[Textauszug]
Gefahrenzone Freiland: freie Wildbahn in Sachen Geschwindigkeit?
Freilandstraßen sind seit Jahrzehnten berüchtigte Gefahrenzonen des österreichischen Straßennetzes – hier werden die meisten tödlichen Unfälle verbucht. Eine tragende Rolle in diesem tragischen Geschehen spielt nicht-angepasste, meist stark überhöhte Geschwindigkeit.
Das KFV-Forschungsteam nahm im Rahmen der aktuellen Freiland-Studie den Unfalltyp „Anprall auf Baum“ näher unter die Lupe – die Detailanalyse der Unfalldaten von Pkw-Baumkollisionen auf Freilandstraßen brachte im Vergleich mit der Gesamtunfallstatistik und mit sonstigen Unfalltypen im Freiland wichtige Erkenntnisse zutage:
- Faktor Dunkelheit: Pkw-Alleinunfälle im Freiland (Baumkollisionen und sonstige Unfalltypen) ereignen sich im Vergleich zum Gesamtunfallgeschehen überdurchschnittlich oft in den Abend-, Nacht- und frühen Morgenstunden (20.00 Uhr bis 08.00 Uhr).
- Faktor Mann am Steuer: Bei Pkw-Alleinunfällen im Freiland mit dem Merkmal „Anprall auf Baum“ sind erhöhte Anteile männlicher Lenker zu verzeichnen.
- Faktor Unerfahrenheit: Junge Lenkende unter 25 Jahren haben hohe Anteile am Unfallgeschehen der Kategorie Baumkollisionen.
- Faktor Gurtverzicht: Der Sicherheitsgurt ist bei Pkw-Alleinunfällen im Freiland zum Unfallzeitpunkt seltener in Verwendung – ein Zeichen folgenschwerer Ignoranz. Für nicht angeschnallte Lenkende besteht ein 10-faches Risiko, bei einem Unfall getötet zu werden.
- Faktor Geschwindigkeit: Hauptunfallursache ist – mit oder ohne Baum im Weg – zumeist „nicht-angepasste Geschwindigkeit“. Auf Strecken mit einem gesetzlichen Tempolimit von 100 km/h kommt es besonders oft zu Pkw-Baumkollisionen.
- Faktor Alkohol am Steuer: Bei etwa jedem 5. Pkw-Alleinunfall im Freiland wird eine Alkoholisierung der lenkenden Person festgestellt, während Alkohol am Steuer im Gesamtunfallgeschehen nur einen Anteil von 6,8 Prozent ausmacht.

Zeilen des Datensatzes:
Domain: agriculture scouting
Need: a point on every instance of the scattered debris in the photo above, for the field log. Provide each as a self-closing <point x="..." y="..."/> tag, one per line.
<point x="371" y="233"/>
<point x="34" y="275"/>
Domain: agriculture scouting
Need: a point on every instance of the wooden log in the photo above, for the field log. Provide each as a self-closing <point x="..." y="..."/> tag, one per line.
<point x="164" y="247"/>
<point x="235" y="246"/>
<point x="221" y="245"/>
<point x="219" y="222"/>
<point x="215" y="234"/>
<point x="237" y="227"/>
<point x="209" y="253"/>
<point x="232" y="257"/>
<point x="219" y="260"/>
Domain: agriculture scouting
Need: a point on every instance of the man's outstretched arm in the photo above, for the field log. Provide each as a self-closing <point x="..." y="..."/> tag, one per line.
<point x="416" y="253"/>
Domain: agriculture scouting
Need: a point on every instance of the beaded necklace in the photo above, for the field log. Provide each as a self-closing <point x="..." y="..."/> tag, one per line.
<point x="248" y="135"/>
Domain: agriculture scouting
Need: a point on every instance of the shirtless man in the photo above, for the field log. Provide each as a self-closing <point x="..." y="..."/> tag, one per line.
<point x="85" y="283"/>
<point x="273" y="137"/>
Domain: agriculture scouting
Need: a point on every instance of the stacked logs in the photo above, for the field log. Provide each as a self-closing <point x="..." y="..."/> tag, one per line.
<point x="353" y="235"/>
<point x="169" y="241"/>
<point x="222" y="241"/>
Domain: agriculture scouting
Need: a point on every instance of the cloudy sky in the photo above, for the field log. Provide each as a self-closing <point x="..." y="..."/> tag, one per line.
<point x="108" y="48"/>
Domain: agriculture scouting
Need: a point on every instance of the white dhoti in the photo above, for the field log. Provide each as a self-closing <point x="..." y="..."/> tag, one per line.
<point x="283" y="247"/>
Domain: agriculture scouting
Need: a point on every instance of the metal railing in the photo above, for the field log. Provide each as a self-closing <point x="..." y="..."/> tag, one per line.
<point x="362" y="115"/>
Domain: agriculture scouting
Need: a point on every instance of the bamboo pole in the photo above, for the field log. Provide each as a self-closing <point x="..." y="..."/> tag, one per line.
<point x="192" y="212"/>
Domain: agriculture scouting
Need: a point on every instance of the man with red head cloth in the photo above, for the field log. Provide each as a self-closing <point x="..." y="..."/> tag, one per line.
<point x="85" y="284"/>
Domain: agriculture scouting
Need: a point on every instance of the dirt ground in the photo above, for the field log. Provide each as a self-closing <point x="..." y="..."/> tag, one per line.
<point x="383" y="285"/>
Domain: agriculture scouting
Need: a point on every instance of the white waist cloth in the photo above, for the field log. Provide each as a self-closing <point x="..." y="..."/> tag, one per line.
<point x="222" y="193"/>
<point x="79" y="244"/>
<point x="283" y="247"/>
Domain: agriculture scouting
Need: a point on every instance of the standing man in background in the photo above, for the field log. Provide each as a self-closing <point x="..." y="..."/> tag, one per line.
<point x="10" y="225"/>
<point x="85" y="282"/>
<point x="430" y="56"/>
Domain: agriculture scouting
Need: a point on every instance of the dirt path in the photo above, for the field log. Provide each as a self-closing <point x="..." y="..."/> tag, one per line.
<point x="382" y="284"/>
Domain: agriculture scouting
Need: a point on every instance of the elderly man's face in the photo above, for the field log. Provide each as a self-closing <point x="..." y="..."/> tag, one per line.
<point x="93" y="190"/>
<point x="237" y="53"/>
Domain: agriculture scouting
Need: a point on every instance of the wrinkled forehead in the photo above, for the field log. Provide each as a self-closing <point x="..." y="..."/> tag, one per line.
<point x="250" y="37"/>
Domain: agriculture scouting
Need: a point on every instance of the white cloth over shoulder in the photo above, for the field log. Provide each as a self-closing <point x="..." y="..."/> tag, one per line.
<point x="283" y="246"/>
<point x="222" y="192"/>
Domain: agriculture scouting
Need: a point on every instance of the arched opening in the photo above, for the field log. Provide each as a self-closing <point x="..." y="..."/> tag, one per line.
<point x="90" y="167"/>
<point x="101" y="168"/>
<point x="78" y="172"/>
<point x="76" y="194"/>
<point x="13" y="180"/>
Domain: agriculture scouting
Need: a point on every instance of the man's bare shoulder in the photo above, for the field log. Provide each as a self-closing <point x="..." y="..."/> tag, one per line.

[Arbeitsauftrag] Schreiben Sie den Text über tödliche Unfälle auf Freilandstraßen im Anschluss an seinen letzten Satz weiter. Die Datensätze stammen aus einer anderen Quelle als der Text.

[Lösung]
- Faktor Straßenglätte: Die Anzahl der Nässeunfälle ist in der Kategorie der Baumkollisionen etwas höher als bei Alleinunfällen allgemein.
- Faktor Infrastruktur: Vor allem auf niederrangigen Freilandstraßen abseits des Landesstraßennetzes fehlt in den betrachteten Unfallbereichen sicherheitsfördernde Fahrbahnmarkierung.
- Faktor Bepflanzungsgrad: Der größte Anteil der Pkw-Baumkollisionen wird in Walddurchfahrten verzeichnet (28,5%), gefolgt von Streckenverläufen mit Einzelbäumen an nur einer Seite der Fahrbahn (rund 15%) und Fahrbahnabschnitten mit beidseitiger Anordnung von Einzelbäumen bzw. Baumreihen (rund 10%).
Vermeidung von Baumkollisionen: drei KFV-Empfehlungen
Freilandstraßen generieren die höchsten Unfallzahlen des österreichischen Straßennetzes – entscheidender Faktor ist auch hier der Mensch am Steuer. Er wählt die Geschwindigkeit seines Fahrzeugs, greift zum Gurt oder nicht, fährt nüchtern und achtsam – oder nicht.
Drei wesentliche Maßnahmen können Pkw-Lenkende auf Freilandstraßen bei der Wahl der richtigen Geschwindigkeit und sicheren Fahrlinie unterstützen – und ihr Sicherheitsbewusstsein „auf Vordermann“ bringen:
- Herabsetzung der Tempolimits auf Freilandstraßen: Pkw-Baumkollisionen im Freiland werden meist auf Tempo-100-Strecken verzeichnet – eine Reduktion der gesetzlich erlaubten Höchstgeschwindigkeit von 100 auf 80 km/h könnte pro Jahr dutzende Menschen vor dem Tod auf der Straße bewahren.
- Intensivierte Bewusstseinsbildung: Denken beim Lenken kann Leben retten. Die im Bereich der Pkw-Baumkollisionen prominent vertretenen Risikofaktoren „jung, männlich, Gurtverzicht, Alkohol“ machen verstärkte Information und Bewusstseinsbildung zu einem absoluten Muss. Zielgruppe Nummer 1: junge Männer, unter anderem im Rahmen der Fahrausbildung.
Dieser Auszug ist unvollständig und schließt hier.